>> Begin

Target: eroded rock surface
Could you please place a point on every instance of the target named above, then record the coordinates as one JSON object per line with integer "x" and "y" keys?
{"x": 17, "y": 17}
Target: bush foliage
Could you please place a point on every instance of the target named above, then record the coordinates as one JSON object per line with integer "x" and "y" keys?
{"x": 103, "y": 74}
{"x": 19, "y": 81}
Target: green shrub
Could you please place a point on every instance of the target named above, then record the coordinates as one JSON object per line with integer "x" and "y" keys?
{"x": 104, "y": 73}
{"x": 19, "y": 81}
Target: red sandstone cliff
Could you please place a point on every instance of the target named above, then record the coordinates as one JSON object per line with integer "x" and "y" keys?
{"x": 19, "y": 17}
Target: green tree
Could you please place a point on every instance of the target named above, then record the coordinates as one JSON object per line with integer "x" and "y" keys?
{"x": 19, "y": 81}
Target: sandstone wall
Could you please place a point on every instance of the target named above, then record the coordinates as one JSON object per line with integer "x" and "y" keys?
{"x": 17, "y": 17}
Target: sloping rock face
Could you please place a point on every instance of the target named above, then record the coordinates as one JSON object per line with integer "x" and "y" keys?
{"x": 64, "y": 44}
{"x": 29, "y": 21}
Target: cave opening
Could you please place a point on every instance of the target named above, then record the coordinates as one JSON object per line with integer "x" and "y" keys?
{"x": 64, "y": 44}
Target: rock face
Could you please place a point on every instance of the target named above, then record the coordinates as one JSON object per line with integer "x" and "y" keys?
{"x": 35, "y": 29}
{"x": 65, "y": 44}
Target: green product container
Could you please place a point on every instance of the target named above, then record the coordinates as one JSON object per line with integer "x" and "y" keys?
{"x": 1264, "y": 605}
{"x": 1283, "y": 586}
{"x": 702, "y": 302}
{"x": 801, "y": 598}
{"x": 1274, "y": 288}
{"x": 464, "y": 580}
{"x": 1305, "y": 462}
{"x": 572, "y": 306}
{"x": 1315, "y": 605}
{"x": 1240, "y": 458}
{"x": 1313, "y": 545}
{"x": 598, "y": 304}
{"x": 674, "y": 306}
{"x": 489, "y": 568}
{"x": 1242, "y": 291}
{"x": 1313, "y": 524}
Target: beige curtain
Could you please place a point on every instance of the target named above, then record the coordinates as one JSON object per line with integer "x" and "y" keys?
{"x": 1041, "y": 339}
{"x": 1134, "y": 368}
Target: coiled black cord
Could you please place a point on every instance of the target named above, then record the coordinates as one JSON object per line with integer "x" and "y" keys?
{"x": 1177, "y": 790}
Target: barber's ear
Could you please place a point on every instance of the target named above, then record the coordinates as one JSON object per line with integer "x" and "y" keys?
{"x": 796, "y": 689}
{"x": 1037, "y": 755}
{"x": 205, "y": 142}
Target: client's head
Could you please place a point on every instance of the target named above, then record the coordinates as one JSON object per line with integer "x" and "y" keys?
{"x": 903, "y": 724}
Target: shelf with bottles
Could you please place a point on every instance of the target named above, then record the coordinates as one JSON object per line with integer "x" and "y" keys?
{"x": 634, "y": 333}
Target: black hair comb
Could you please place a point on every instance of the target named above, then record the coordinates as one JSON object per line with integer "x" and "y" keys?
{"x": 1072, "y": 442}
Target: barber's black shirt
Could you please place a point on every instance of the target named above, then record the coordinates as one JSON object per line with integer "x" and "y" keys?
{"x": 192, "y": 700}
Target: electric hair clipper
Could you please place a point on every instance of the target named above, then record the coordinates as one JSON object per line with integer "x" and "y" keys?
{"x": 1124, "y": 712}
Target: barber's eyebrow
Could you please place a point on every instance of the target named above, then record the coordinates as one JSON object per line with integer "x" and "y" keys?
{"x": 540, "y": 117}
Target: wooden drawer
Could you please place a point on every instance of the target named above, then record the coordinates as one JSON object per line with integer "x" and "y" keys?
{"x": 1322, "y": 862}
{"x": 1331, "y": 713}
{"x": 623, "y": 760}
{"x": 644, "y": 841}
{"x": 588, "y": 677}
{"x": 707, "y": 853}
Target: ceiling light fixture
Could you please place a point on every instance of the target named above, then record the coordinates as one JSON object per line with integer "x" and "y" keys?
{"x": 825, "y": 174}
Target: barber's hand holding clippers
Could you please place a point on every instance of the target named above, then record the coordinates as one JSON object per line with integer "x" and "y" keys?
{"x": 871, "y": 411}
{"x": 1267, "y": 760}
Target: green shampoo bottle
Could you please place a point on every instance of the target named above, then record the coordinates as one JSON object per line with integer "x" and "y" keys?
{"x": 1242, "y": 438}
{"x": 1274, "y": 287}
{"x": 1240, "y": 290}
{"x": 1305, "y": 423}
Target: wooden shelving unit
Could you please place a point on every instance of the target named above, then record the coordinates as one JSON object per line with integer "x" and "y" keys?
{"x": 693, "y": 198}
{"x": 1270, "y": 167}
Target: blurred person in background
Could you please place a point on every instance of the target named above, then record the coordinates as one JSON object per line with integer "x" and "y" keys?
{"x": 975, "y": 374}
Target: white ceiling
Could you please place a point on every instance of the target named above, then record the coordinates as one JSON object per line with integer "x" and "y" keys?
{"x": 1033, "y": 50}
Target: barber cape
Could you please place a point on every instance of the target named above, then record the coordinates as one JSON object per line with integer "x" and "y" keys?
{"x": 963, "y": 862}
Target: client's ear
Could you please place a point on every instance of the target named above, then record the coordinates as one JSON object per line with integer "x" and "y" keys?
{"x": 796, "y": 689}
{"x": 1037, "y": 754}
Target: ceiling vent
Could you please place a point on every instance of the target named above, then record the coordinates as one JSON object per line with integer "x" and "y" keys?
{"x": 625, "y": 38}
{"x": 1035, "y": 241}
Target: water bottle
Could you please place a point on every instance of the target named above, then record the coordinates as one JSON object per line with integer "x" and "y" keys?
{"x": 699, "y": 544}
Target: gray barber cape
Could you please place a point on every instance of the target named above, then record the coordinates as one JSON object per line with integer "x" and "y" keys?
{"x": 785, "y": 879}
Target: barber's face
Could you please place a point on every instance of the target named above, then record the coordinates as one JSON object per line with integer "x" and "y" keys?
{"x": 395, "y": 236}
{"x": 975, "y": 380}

>> End

*Exercise task*:
Recast all the records above as a Markdown table with two columns, Row and Text. Put each line in its own row with its row number, and leave out blank lines.

*Solution to the problem*:
| Row | Text |
|---|---|
| 1 | Target: eroded rock surface |
| 2 | Could you please place a point on every instance of the target named above, then record the coordinates as one JSON object per line with integer "x" and "y" keys? |
| 3 | {"x": 17, "y": 17} |
| 4 | Target: bush foliage |
| 5 | Could you please place a point on every instance of the target named above, then record the coordinates as one JSON object per line with integer "x" and "y" keys? |
| 6 | {"x": 103, "y": 74} |
| 7 | {"x": 19, "y": 81} |
| 8 | Target: green shrub |
| 9 | Could you please place a point on every instance of the target named above, then record the coordinates as one JSON object per line with integer "x" and "y" keys? |
| 10 | {"x": 104, "y": 73} |
| 11 | {"x": 19, "y": 81} |
| 12 | Target: red sandstone cliff |
| 13 | Could you please place a point on every instance of the target named above, then record the coordinates as one JSON object per line with integer "x" and "y" keys? |
| 14 | {"x": 19, "y": 17} |
| 15 | Target: green tree |
| 16 | Could you please place a point on every instance of the target named above, then record the coordinates as one JSON object per line with integer "x" and "y" keys? |
| 17 | {"x": 19, "y": 81} |
| 18 | Target: sandstone wall |
| 19 | Could you please place a point on every instance of the target named above, then record the coordinates as one JSON object per line with integer "x" and "y" keys? |
| 20 | {"x": 17, "y": 17} |
| 21 | Target: sloping rock face |
| 22 | Could you please place a point on every instance of the target named above, then record the coordinates as one JSON object per line with integer "x" and "y" keys? |
| 23 | {"x": 64, "y": 44} |
| 24 | {"x": 29, "y": 21} |
| 25 | Target: cave opening |
| 26 | Could you please place a point on every instance of the target named above, then record the coordinates as one JSON object per line with integer "x" and "y" keys? |
| 27 | {"x": 64, "y": 44} |
| 28 | Target: rock face |
| 29 | Could you please place a point on every instance of the target named above, then record the coordinates as one JSON object per line with integer "x" and "y" keys? |
| 30 | {"x": 35, "y": 29} |
| 31 | {"x": 65, "y": 44} |
| 32 | Target: green product container |
| 33 | Could you please place a point on every instance of the target named above, then record the coordinates as one JSON object per line with integer "x" and "y" keys? |
| 34 | {"x": 1264, "y": 605} |
| 35 | {"x": 1283, "y": 586} |
| 36 | {"x": 702, "y": 302} |
| 37 | {"x": 801, "y": 598} |
| 38 | {"x": 1274, "y": 288} |
| 39 | {"x": 464, "y": 580} |
| 40 | {"x": 1305, "y": 462} |
| 41 | {"x": 572, "y": 306} |
| 42 | {"x": 1315, "y": 605} |
| 43 | {"x": 1240, "y": 458} |
| 44 | {"x": 1313, "y": 545} |
| 45 | {"x": 598, "y": 304} |
| 46 | {"x": 674, "y": 306} |
| 47 | {"x": 489, "y": 568} |
| 48 | {"x": 1242, "y": 291} |
| 49 | {"x": 1313, "y": 524} |
| 50 | Target: beige curtain |
| 51 | Could you please place a point on every instance of the target named above, then record the coordinates as one JSON object per line with integer "x" and "y" keys? |
| 52 | {"x": 1041, "y": 339} |
| 53 | {"x": 1134, "y": 368} |
| 54 | Target: coiled black cord |
| 55 | Could you please place a point on every instance of the target named above, then record the coordinates as one JSON object per line with integer "x" and "y" keys? |
| 56 | {"x": 1177, "y": 790} |
| 57 | Target: barber's ear |
| 58 | Could you please place a point on every instance of the target named above, then record the coordinates as one JSON object per line with integer "x" and "y" keys? |
| 59 | {"x": 796, "y": 689} |
| 60 | {"x": 1037, "y": 755} |
| 61 | {"x": 205, "y": 142} |
| 62 | Target: client's head |
| 63 | Could you please place a point on every instance of the target named above, then record the coordinates as one JSON object per line with integer "x" and "y" keys? |
| 64 | {"x": 903, "y": 724} |
| 65 | Target: shelf with bottles |
| 66 | Could you please place a point on every instance of the target named above, then record the coordinates as one JSON object per line with integer "x" and "y" keys? |
| 67 | {"x": 634, "y": 333} |
| 68 | Target: black hair comb |
| 69 | Could you please place a point on every instance of the target named above, then record the coordinates as one JSON object per line with integer "x" and "y" keys? |
| 70 | {"x": 1072, "y": 442} |
| 71 | Target: barber's black shirt |
| 72 | Could you please place a point on every instance of the target named above, then record the coordinates as one JSON object per line with integer "x" and "y" keys? |
| 73 | {"x": 192, "y": 700} |
| 74 | Target: electric hair clipper |
| 75 | Could you please place a point on every instance of the target named above, then record the coordinates as one JSON object per line with integer "x" and "y" keys? |
| 76 | {"x": 1124, "y": 712} |
| 77 | Target: barber's eyebrow |
| 78 | Could you please place a point on every instance of the target named above, then record the coordinates as one JSON object per line with integer "x" and "y" keys? |
| 79 | {"x": 540, "y": 117} |
| 80 | Target: wooden drawer |
| 81 | Could you please place a point on every instance of the target named above, then record the coordinates as one JSON object per line with integer "x" and "y" keys? |
| 82 | {"x": 1322, "y": 862} |
| 83 | {"x": 1331, "y": 713} |
| 84 | {"x": 623, "y": 760} |
| 85 | {"x": 644, "y": 841} |
| 86 | {"x": 588, "y": 677} |
| 87 | {"x": 707, "y": 853} |
| 88 | Target: ceiling light fixture |
| 89 | Could you please place a point on every instance of the target named above, then record the coordinates as one JSON object per line with integer "x" and "y" keys? |
| 90 | {"x": 825, "y": 174} |
| 91 | Target: barber's hand holding clippers |
| 92 | Could you please place a point on every instance of the target named above, then record the coordinates as one JSON object per line with integer "x" and "y" keys? |
| 93 | {"x": 871, "y": 411} |
| 94 | {"x": 1267, "y": 760} |
| 95 | Target: green shampoo bottle |
| 96 | Could you please place a point on every instance of the target named above, then record the coordinates as one JSON object per line with integer "x" and "y" keys? |
| 97 | {"x": 1242, "y": 438} |
| 98 | {"x": 1274, "y": 287} |
| 99 | {"x": 1240, "y": 290} |
| 100 | {"x": 1305, "y": 423} |
| 101 | Target: wooden shelving unit |
| 102 | Could you please place a point on every instance of the target named above, then record the coordinates as one JSON object per line with integer "x" and "y" keys? |
| 103 | {"x": 693, "y": 198} |
| 104 | {"x": 1270, "y": 167} |
| 105 | Target: blurred person in background |
| 106 | Could you please place a point on every instance of the target named above, then record the coordinates as one JSON object per line with integer "x" and "y" keys? |
| 107 | {"x": 975, "y": 374} |
| 108 | Target: white ceiling |
| 109 | Could you please place a point on every instance of the target named above, then record the coordinates as one JSON object per line with integer "x" and "y" keys? |
| 110 | {"x": 1033, "y": 50} |
| 111 | Target: barber cape |
| 112 | Could you please place a point on every instance of the target named above, then record the coordinates as one JSON object per line with integer "x" and "y" keys? |
| 113 | {"x": 963, "y": 862} |
| 114 | Target: client's ear |
| 115 | Could you please place a point on every instance of the target named above, then record the coordinates as one JSON object per line with integer "x" and "y" keys? |
| 116 | {"x": 796, "y": 689} |
| 117 | {"x": 1037, "y": 754} |
| 118 | Target: ceiling vent |
| 119 | Could you please place a point on every instance of the target named above, then record the coordinates as one JSON object per line with integer "x" and "y" keys? |
| 120 | {"x": 625, "y": 38} |
| 121 | {"x": 1035, "y": 241} |
| 122 | Target: water bottle |
| 123 | Could you please place a point on every instance of the target named above, then record the coordinates as one JSON object per line with integer "x" and "y" keys? |
| 124 | {"x": 699, "y": 544} |
| 125 | Target: gray barber cape |
| 126 | Could you please place a point on every instance of the target named above, then record the coordinates as one JSON object per line with integer "x" and "y" keys? |
| 127 | {"x": 785, "y": 879} |
| 128 | Target: barber's face |
| 129 | Could you please place a point on every instance of the target named above, then record the coordinates as one JSON object per line with integer "x" and "y" keys? |
| 130 | {"x": 395, "y": 236} |
| 131 | {"x": 975, "y": 380} |